Task item: Among the lines below, keep only those from the one containing "Would you be able to point at the grass" through the one containing "Would you be able to point at the distant", and reproduce them exactly.

Supplied entries:
■ ■ ■ ■ ■

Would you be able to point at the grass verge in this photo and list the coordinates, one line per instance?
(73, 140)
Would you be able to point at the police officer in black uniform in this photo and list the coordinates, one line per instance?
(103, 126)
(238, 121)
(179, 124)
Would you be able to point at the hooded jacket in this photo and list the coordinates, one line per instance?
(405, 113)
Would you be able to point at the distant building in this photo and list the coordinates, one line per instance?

■ ■ ■ ■ ■

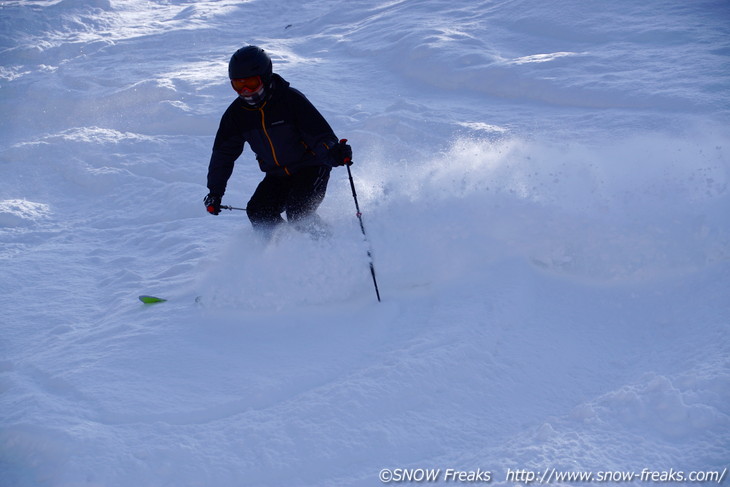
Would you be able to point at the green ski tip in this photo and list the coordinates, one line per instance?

■ ■ ■ ■ ■

Answer to this exercise:
Would you be able to point at the grass verge in this photo and list the coordinates, one line per instance?
(73, 140)
Would you be able to point at the police officer in black uniform in this photo and list the coordinates, one line per instance?
(103, 126)
(238, 121)
(179, 124)
Would you be able to point at the hooded jacket in this photo and list the coordinates, one line per instance?
(405, 113)
Would you be able to point at the distant building in this photo and list the coordinates, one line per instance?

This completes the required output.